What the exercise asks
Within the records, find every line that includes the word "instance" and copy it.

Region pointing data
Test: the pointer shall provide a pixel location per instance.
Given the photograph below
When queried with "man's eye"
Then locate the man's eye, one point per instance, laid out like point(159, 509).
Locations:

Solution
Test: the pointer shall provide a pixel location per instance.
Then locate the man's eye, one point per instance, laid out like point(159, 509).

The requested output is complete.